(Dati di puntamento)
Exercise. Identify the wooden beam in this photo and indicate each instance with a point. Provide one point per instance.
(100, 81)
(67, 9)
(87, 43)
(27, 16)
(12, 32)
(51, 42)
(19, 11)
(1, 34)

◆ Lavoro richiesto
Riscrivi per intero il materiale qui sopra, riga per riga e con le stesse consegne, e sposta per favore ogni coordinata delle risposte aggiungendo 79 a ciascun numero.

◆ Risultato
Exercise. Identify the wooden beam in this photo and indicate each instance with a point. Provide one point per instance.
(179, 160)
(146, 88)
(166, 122)
(106, 95)
(91, 111)
(130, 121)
(98, 90)
(80, 113)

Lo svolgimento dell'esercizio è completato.